_TASK PROMPT_.
Put the records starting at the line containing "Trace the outline of every instance of the green" and ending at the line containing "M 446 243 L" into a two-column CSV with the columns text and answer, one row apiece. Quote every field and replace its line breaks with spaces.

_SUPPLIED MATERIAL_.
* * * *
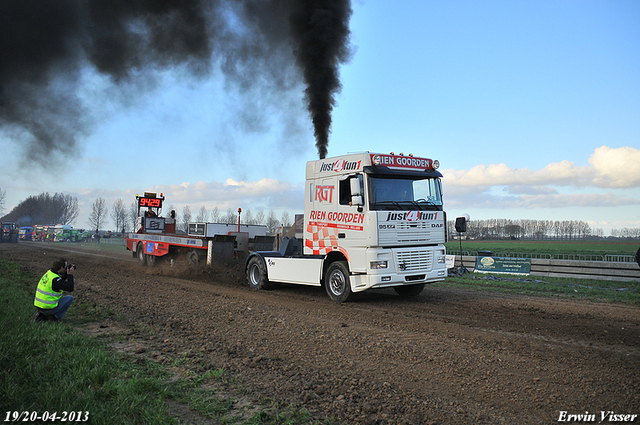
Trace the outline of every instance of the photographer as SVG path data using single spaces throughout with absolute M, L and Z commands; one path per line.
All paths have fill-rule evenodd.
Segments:
M 51 270 L 47 270 L 38 283 L 35 300 L 33 301 L 37 311 L 30 322 L 57 322 L 64 316 L 73 302 L 73 297 L 71 295 L 63 296 L 62 292 L 73 291 L 73 272 L 75 268 L 75 265 L 68 264 L 64 258 L 53 262 Z

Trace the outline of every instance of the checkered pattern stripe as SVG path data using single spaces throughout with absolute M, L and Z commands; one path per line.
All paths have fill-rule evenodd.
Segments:
M 309 223 L 307 233 L 311 238 L 305 239 L 304 243 L 314 255 L 326 255 L 334 250 L 334 247 L 338 247 L 338 229 L 335 227 Z

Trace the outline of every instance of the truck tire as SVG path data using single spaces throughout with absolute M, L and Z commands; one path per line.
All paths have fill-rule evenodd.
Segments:
M 147 261 L 147 266 L 155 267 L 156 264 L 158 264 L 158 261 L 157 261 L 158 257 L 156 257 L 155 255 L 146 254 L 145 257 L 146 257 L 146 261 Z
M 343 303 L 351 298 L 353 292 L 351 292 L 349 267 L 345 261 L 334 261 L 329 265 L 324 277 L 324 286 L 332 301 Z
M 262 258 L 253 257 L 249 260 L 249 264 L 247 265 L 247 282 L 249 283 L 249 288 L 254 291 L 259 289 L 272 289 Z
M 424 286 L 424 283 L 419 283 L 417 285 L 394 286 L 393 289 L 395 289 L 396 293 L 401 297 L 415 297 L 416 295 L 420 295 Z
M 147 265 L 147 259 L 144 256 L 144 249 L 142 248 L 142 242 L 138 242 L 138 247 L 136 248 L 136 254 L 138 255 L 138 263 L 143 266 Z

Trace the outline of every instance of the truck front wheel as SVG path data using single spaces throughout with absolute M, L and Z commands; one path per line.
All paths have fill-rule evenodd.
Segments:
M 324 278 L 324 286 L 332 301 L 342 303 L 351 298 L 353 292 L 351 292 L 349 268 L 346 262 L 335 261 L 329 265 Z
M 271 289 L 264 261 L 262 261 L 261 258 L 253 257 L 249 260 L 249 265 L 247 266 L 247 281 L 249 282 L 249 288 L 256 291 L 258 289 Z

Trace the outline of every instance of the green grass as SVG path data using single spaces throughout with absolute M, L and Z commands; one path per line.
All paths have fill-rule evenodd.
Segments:
M 446 243 L 446 247 L 447 250 L 459 251 L 460 241 L 454 238 Z M 640 241 L 462 241 L 462 250 L 469 252 L 635 255 L 638 248 Z
M 308 412 L 274 403 L 257 406 L 257 413 L 243 420 L 232 410 L 235 400 L 216 390 L 217 383 L 235 379 L 223 369 L 196 372 L 201 369 L 195 364 L 175 359 L 184 377 L 172 379 L 167 366 L 117 353 L 107 341 L 73 327 L 119 318 L 105 309 L 76 300 L 62 322 L 28 324 L 36 281 L 19 265 L 0 260 L 0 420 L 6 412 L 73 411 L 82 417 L 88 412 L 84 423 L 91 424 L 178 424 L 197 416 L 223 424 L 310 423 Z M 172 414 L 176 404 L 190 417 Z
M 437 285 L 472 287 L 541 297 L 640 304 L 640 282 L 633 281 L 465 273 L 461 276 L 448 277 L 443 283 Z

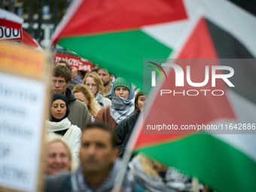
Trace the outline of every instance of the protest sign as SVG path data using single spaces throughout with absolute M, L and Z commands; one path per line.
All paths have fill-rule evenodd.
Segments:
* * * *
_REPLY TO THE EXERCISE_.
text,answer
"Trace the outline of every instance of the green grass as SVG path data using single spaces throughout with absolute M, L and Z commands; one path per line. All paths have fill-rule evenodd. Segments:","M 446 243 L 446 247 L 447 250 L 459 251 L 460 241 L 454 238 Z M 640 241 L 462 241 L 462 250 L 469 252 L 635 255 L 638 248 Z"